§ INFORMATION GIVEN:
════════════════════

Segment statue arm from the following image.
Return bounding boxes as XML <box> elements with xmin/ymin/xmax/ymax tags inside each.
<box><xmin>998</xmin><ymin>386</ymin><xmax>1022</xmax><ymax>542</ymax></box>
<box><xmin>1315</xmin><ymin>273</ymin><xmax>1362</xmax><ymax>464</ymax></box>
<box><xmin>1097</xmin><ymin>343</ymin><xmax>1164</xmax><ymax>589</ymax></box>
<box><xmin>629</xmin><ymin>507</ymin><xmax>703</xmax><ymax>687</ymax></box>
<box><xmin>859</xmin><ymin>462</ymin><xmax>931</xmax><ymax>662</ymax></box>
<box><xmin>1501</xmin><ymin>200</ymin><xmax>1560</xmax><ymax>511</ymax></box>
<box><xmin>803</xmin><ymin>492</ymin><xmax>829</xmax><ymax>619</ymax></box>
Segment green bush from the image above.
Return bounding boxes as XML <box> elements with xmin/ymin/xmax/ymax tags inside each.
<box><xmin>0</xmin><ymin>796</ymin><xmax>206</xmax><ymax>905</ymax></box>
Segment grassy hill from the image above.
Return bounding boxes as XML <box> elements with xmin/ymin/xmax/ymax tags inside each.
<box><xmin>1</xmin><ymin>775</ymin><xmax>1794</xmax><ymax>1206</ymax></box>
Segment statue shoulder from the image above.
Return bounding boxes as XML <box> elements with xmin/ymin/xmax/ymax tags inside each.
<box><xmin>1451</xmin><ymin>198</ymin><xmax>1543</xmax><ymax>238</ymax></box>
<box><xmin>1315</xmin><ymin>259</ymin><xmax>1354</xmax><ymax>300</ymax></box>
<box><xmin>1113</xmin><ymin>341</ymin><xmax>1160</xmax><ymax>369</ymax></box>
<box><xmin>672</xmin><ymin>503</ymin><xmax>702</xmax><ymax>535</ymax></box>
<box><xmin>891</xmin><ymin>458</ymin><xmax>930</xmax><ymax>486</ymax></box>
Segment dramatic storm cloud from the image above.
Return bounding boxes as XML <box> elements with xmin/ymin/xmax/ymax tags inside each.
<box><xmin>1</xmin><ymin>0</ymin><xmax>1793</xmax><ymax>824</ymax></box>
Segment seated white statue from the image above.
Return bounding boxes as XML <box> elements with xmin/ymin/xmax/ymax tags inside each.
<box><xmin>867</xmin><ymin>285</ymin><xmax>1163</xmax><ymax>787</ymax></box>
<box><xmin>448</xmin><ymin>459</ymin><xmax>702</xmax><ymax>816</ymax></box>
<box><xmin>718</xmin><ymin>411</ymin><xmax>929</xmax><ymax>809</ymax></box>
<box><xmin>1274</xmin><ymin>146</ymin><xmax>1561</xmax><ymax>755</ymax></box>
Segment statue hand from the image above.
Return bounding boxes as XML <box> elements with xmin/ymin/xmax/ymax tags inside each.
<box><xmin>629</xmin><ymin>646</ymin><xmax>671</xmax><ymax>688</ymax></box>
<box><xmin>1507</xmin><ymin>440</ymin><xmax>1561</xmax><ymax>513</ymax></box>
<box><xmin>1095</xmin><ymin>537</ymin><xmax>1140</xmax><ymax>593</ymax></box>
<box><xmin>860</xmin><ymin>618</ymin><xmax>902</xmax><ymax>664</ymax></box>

════════════════════

§ TASK DIRECTIONS:
What is needed is a word-for-word copy of all the material.

§ RESPONSE AREA:
Segment statue arm from the following image.
Return bounding boxes as XML <box> elements with xmin/ymin/xmax/ymax tags inside each.
<box><xmin>998</xmin><ymin>386</ymin><xmax>1022</xmax><ymax>542</ymax></box>
<box><xmin>1315</xmin><ymin>273</ymin><xmax>1362</xmax><ymax>464</ymax></box>
<box><xmin>1097</xmin><ymin>343</ymin><xmax>1164</xmax><ymax>589</ymax></box>
<box><xmin>629</xmin><ymin>507</ymin><xmax>703</xmax><ymax>687</ymax></box>
<box><xmin>859</xmin><ymin>462</ymin><xmax>931</xmax><ymax>662</ymax></box>
<box><xmin>1501</xmin><ymin>200</ymin><xmax>1560</xmax><ymax>511</ymax></box>
<box><xmin>803</xmin><ymin>492</ymin><xmax>829</xmax><ymax>619</ymax></box>
Segment green bush from the image above.
Return bounding boxes as XML <box> elements with xmin/ymin/xmax/ymax tags inside each.
<box><xmin>0</xmin><ymin>796</ymin><xmax>206</xmax><ymax>905</ymax></box>
Segment grassy hill from the image above.
Return bounding boxes as XML <box> elements with xmin/ymin/xmax/ymax tags inside each.
<box><xmin>1</xmin><ymin>775</ymin><xmax>1794</xmax><ymax>1206</ymax></box>
Segment statue shoulder from the image above.
Return bounding boxes as XML <box> elements with xmin/ymin/xmax/ymax tags inside each.
<box><xmin>1451</xmin><ymin>198</ymin><xmax>1543</xmax><ymax>238</ymax></box>
<box><xmin>1315</xmin><ymin>259</ymin><xmax>1354</xmax><ymax>300</ymax></box>
<box><xmin>1113</xmin><ymin>341</ymin><xmax>1160</xmax><ymax>369</ymax></box>
<box><xmin>672</xmin><ymin>503</ymin><xmax>702</xmax><ymax>535</ymax></box>
<box><xmin>891</xmin><ymin>458</ymin><xmax>930</xmax><ymax>486</ymax></box>
Segment dramatic storm cloud from the image above.
Return bounding boxes as XML <box> elements with xmin/ymin/xmax/ymax tags inside each.
<box><xmin>1</xmin><ymin>0</ymin><xmax>1793</xmax><ymax>824</ymax></box>
Segment seated white statue from the image above.
Return bounding boxes as XML <box> elements with xmin/ymin/xmax/ymax tags inside each.
<box><xmin>867</xmin><ymin>285</ymin><xmax>1163</xmax><ymax>787</ymax></box>
<box><xmin>448</xmin><ymin>459</ymin><xmax>702</xmax><ymax>816</ymax></box>
<box><xmin>718</xmin><ymin>411</ymin><xmax>929</xmax><ymax>809</ymax></box>
<box><xmin>1274</xmin><ymin>146</ymin><xmax>1561</xmax><ymax>755</ymax></box>
Segment statue hand from the image above.
Return bounding boxes as XML <box> elements with xmin/ymin/xmax/ymax tags inside each.
<box><xmin>629</xmin><ymin>646</ymin><xmax>671</xmax><ymax>688</ymax></box>
<box><xmin>1507</xmin><ymin>440</ymin><xmax>1561</xmax><ymax>513</ymax></box>
<box><xmin>1095</xmin><ymin>537</ymin><xmax>1140</xmax><ymax>593</ymax></box>
<box><xmin>860</xmin><ymin>618</ymin><xmax>902</xmax><ymax>664</ymax></box>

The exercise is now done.